- **Extract to read**:

* begin *

Why is crafty's eval that low btw? For instance after 44. Qc7+ Kf8 45. d6 Qe6 46. Qxh7 Qxd6 47. Qg7+ Ke8 48. h7 black looks dead lost.

May-09-08
Premium Chessgames Member
  johnlspouge: <<whiteshark> wrote: I got 39.Bg8. After 39...Qxg8 it's a rather forced line>

Nice going, <whiteshark>! I looked at the advance d6, but did not calculate accurately enough and thought that the Pd6 was lost. After a superficial computer evaluation, my line trapping the N seems to justify 39.Bg8, but your line is beautifully clean. Thanks!

May-09-08  Avarus: If this hadn't been a problem I wouldn't have thought of 39.Bg8 but since it was, it all became clear. Imo this was easy for friday.
May-09-08  Pianoplayer: I would have never have guessed ♗g8.
May-09-08  znprdx: Yeah well Bg8 is the gold coins move - but I'm always wary about leaving my opponent with a knight...I was too lazy to realize that ultimately White's 'd' pawn will decide the issue as suggested by <Stelling>.

Actually I think there is a very cute continuation with 39.Qb5 which almost works works if Black accepts to exchange queens and after b6 plays Na6, (which isn't really forced) Unfortunately Black would queen the 'a'pawn with check - 39. Qb5 Qx[Q]b5 40. a4x[Q]b5 a4(not forced) 41. b6 Na6 (again not forced - Kd8 holds)42. Bg8 a3 43.Bxh7 a2 44. Bxg6 a1=Q+ BUT IF K already at g2 45.h7 :) Once again the lesson is KEEP IT SIMPLE SILLY

May-09-08  Anatoly21: Man, I was 4/4 until today. Man this was a tricky bugger. Even after knowing the answer I think its hard to see.
May-09-08  dramas79: For a change, I got this one completely. Yay!
May-09-08  jsilver: I got that one. Also, how about 39. Qb5 Qxb5 40. axb5? If after k moves, b6 Na6, then Bc8. Otherwise, with Bg8, white snags the king side pawns.

* end *

- **Problem to solve**: Quote the chess discussion thread above verbatim, starting at "Actually I think" and ending at "hard to see.".

- **Extracted material**:

* begin *

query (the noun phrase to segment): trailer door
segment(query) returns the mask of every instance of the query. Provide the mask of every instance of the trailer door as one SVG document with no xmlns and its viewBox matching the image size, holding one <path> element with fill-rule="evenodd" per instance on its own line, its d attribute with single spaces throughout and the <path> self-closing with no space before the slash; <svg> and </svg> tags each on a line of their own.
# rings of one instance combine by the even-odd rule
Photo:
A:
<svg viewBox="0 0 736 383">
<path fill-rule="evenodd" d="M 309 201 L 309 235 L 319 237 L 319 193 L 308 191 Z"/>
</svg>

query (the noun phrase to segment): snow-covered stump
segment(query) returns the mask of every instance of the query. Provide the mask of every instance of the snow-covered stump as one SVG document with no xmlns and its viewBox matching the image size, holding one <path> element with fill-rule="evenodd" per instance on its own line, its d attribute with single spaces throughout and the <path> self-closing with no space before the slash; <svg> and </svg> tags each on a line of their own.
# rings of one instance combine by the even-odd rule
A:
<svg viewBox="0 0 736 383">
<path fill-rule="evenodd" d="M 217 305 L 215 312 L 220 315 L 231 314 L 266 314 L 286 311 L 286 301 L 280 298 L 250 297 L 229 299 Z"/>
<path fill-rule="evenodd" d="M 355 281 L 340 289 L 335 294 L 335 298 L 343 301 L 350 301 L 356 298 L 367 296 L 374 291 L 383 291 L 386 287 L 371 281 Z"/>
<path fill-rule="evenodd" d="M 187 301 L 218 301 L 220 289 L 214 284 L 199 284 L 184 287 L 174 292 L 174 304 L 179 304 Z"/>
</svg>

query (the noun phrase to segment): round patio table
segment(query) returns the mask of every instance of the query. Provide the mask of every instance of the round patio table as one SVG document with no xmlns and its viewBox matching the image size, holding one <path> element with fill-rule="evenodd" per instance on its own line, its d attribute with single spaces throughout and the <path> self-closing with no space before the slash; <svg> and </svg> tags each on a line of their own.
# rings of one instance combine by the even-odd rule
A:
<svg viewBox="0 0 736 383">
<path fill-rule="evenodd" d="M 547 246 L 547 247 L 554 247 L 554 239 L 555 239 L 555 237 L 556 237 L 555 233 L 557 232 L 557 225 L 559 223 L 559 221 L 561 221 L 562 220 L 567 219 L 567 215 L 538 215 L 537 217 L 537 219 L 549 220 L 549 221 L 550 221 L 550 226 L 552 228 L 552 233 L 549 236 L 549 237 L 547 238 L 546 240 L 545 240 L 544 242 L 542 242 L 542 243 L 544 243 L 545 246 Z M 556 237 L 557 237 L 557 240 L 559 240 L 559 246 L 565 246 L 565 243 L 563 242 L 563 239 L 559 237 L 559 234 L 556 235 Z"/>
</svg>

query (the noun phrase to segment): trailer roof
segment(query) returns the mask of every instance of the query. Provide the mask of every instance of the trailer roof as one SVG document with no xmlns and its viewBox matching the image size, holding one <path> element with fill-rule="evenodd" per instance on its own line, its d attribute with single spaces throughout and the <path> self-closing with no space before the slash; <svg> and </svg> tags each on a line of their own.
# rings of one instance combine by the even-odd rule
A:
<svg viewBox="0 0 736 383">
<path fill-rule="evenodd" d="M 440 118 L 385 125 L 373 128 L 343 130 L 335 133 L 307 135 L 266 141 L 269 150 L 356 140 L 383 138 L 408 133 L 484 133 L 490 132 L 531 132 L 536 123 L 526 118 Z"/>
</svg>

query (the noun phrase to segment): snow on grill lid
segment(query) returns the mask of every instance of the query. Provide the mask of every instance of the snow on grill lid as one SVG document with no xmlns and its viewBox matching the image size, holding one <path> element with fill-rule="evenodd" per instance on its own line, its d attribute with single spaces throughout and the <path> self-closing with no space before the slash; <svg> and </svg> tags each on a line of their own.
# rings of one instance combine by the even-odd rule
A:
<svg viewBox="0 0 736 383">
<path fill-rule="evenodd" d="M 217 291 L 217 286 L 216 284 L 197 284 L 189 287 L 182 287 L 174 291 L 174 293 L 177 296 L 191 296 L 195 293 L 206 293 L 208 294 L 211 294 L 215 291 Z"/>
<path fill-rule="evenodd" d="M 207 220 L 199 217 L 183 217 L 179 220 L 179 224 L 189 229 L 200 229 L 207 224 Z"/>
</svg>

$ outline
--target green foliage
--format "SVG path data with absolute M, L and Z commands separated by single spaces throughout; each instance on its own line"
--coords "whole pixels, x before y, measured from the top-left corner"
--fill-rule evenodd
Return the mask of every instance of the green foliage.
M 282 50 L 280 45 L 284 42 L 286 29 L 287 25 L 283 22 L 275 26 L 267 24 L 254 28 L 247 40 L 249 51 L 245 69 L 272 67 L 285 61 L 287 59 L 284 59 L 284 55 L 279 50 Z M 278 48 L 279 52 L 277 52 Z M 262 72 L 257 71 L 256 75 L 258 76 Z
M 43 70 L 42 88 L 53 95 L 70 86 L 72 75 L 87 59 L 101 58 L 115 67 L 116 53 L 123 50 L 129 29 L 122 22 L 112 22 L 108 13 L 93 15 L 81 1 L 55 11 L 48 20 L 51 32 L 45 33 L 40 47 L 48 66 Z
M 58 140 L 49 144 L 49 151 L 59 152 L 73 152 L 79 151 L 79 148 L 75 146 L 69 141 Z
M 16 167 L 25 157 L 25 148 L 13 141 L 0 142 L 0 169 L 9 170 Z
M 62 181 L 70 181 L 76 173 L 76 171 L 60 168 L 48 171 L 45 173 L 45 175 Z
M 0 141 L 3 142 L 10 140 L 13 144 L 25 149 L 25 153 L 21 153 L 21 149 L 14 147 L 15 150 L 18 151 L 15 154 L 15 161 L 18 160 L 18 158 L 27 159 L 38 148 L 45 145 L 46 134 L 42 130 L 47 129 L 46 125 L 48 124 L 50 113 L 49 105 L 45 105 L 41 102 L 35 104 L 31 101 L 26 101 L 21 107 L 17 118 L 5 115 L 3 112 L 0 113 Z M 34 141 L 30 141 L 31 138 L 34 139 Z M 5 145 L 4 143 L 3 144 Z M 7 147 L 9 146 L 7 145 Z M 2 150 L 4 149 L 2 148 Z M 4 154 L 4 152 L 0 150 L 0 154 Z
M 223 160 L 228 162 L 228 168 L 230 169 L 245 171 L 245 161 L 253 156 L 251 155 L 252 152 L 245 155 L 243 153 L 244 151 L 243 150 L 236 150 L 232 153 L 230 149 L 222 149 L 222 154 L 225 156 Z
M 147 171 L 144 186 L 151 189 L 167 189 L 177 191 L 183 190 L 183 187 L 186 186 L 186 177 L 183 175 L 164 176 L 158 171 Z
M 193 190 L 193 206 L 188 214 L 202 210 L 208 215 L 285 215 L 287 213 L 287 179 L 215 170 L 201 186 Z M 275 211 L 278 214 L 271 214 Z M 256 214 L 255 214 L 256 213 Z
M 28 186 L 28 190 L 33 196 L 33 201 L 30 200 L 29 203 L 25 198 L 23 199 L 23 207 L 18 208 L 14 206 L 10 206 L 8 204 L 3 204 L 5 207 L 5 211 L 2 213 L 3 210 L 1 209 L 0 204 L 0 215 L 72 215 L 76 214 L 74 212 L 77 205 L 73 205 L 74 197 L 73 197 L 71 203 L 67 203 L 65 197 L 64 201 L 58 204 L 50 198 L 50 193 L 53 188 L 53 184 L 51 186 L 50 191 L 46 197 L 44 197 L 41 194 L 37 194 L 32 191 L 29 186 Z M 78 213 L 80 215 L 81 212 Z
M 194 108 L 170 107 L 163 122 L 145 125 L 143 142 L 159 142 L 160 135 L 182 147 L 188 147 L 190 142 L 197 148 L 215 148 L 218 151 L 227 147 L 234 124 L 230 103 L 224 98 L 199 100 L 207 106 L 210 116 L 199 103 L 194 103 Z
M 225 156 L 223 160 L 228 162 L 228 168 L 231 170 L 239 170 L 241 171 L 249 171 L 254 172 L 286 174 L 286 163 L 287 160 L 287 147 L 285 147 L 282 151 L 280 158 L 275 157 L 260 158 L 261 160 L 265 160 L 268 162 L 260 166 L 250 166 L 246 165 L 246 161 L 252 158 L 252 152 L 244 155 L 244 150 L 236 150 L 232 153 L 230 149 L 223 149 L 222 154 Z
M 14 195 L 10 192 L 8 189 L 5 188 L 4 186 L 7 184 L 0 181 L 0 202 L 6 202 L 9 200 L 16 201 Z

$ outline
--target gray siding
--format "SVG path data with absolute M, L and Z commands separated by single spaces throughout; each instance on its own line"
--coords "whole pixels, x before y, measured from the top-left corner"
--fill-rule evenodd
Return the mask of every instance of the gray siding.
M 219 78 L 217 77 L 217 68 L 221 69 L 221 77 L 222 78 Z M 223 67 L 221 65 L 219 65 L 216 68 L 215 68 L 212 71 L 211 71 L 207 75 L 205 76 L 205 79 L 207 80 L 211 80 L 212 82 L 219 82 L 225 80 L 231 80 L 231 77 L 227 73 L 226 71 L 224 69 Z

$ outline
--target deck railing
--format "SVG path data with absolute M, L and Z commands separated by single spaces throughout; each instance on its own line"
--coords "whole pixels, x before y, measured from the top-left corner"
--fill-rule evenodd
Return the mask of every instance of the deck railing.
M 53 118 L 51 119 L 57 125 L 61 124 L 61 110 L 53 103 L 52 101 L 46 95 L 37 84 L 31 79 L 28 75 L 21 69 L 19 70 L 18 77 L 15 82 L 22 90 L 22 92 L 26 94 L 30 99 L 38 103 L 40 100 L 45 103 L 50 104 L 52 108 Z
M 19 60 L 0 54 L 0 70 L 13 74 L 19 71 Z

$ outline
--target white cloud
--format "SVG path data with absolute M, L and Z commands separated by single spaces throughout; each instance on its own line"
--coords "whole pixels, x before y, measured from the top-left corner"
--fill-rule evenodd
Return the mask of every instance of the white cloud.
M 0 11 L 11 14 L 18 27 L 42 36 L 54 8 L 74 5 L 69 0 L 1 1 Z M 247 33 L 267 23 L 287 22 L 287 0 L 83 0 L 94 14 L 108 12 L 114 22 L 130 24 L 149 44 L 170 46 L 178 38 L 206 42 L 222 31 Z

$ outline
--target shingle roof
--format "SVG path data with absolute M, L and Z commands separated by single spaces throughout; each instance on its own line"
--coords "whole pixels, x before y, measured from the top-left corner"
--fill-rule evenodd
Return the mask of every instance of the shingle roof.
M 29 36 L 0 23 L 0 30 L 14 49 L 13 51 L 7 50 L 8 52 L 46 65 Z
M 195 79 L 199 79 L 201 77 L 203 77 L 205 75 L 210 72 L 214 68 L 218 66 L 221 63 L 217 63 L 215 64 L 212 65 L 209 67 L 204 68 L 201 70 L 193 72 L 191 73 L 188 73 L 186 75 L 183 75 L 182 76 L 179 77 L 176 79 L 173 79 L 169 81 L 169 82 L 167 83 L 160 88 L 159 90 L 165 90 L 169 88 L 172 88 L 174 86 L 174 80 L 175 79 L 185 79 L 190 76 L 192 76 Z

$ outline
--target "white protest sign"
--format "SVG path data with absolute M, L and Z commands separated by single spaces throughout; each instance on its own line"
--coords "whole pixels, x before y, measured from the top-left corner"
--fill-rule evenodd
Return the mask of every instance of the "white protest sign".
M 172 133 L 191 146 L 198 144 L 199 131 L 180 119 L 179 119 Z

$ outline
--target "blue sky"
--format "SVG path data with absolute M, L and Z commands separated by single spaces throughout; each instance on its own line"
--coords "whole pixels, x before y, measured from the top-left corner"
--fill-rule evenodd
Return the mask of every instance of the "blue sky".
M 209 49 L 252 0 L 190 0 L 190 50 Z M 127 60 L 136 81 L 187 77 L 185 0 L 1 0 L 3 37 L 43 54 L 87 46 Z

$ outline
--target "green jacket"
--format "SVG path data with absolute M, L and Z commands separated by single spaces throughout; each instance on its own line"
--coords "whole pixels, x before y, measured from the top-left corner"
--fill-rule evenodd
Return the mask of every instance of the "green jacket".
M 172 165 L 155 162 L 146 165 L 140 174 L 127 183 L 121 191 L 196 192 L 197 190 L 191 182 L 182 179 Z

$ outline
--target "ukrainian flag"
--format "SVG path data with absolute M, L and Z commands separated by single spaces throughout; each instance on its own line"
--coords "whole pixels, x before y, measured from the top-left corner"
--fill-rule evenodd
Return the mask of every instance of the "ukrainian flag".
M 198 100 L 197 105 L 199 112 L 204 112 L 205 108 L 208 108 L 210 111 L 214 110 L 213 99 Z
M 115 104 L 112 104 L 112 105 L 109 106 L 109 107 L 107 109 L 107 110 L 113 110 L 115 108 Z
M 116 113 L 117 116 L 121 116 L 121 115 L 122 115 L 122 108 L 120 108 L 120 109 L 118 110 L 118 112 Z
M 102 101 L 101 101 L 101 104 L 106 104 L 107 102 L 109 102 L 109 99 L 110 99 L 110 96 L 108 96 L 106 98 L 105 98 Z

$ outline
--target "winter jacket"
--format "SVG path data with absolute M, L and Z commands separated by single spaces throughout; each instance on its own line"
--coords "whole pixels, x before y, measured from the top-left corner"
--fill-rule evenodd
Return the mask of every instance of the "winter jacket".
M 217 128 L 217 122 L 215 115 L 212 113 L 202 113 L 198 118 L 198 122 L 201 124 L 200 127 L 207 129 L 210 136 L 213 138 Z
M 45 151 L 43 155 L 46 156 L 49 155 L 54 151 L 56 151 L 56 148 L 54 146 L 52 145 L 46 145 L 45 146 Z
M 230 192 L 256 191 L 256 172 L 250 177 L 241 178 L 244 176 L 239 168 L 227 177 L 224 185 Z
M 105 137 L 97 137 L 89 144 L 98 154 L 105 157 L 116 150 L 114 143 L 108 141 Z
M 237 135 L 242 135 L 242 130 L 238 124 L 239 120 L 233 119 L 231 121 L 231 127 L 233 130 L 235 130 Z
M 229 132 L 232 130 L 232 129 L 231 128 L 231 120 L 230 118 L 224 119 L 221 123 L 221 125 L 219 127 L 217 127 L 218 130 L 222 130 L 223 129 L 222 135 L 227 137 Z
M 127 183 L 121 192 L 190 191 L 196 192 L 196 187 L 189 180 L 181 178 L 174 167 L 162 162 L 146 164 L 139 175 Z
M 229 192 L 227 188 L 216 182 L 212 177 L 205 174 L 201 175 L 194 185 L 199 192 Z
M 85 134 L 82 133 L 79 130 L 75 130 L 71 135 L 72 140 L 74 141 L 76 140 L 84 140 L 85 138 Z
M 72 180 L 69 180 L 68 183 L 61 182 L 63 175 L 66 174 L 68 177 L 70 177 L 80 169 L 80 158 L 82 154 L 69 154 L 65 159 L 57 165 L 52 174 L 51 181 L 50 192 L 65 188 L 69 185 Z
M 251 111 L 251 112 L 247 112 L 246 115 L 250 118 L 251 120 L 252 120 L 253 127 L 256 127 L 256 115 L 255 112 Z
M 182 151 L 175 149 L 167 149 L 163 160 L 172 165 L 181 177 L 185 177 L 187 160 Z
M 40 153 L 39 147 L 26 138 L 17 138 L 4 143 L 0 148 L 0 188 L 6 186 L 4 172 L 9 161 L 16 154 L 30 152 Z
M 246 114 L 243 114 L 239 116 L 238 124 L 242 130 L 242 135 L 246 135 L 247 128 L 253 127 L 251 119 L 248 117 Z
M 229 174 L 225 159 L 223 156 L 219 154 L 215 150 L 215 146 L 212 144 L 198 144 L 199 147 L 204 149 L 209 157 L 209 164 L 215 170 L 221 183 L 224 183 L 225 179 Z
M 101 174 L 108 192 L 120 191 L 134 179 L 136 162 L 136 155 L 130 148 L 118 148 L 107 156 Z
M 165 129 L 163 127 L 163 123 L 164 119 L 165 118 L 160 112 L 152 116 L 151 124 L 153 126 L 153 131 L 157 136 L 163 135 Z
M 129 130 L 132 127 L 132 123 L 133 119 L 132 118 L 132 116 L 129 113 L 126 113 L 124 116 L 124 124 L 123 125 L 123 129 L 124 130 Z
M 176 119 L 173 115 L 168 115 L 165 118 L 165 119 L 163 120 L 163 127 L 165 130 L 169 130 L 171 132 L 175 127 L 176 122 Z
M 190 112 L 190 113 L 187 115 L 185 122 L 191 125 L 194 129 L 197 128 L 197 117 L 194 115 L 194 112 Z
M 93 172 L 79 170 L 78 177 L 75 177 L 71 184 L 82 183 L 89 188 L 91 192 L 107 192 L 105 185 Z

* end *

- **Exercise result**:
Actually I think there is a very cute continuation with 39.Qb5 which almost works works if Black accepts to exchange queens and after b6 plays Na6, (which isn't really forced) Unfortunately Black would queen the 'a'pawn with check - 39. Qb5 Qx[Q]b5 40. a4x[Q]b5 a4(not forced) 41. b6 Na6 (again not forced - Kd8 holds)42. Bg8 a3 43.Bxh7 a2 44. Bxg6 a1=Q+ BUT IF K already at g2 45.h7 :) Once again the lesson is KEEP IT SIMPLE SILLY

May-09-08  Anatoly21: Man, I was 4/4 until today. Man this was a tricky bugger. Even after knowing the answer I think its hard to see.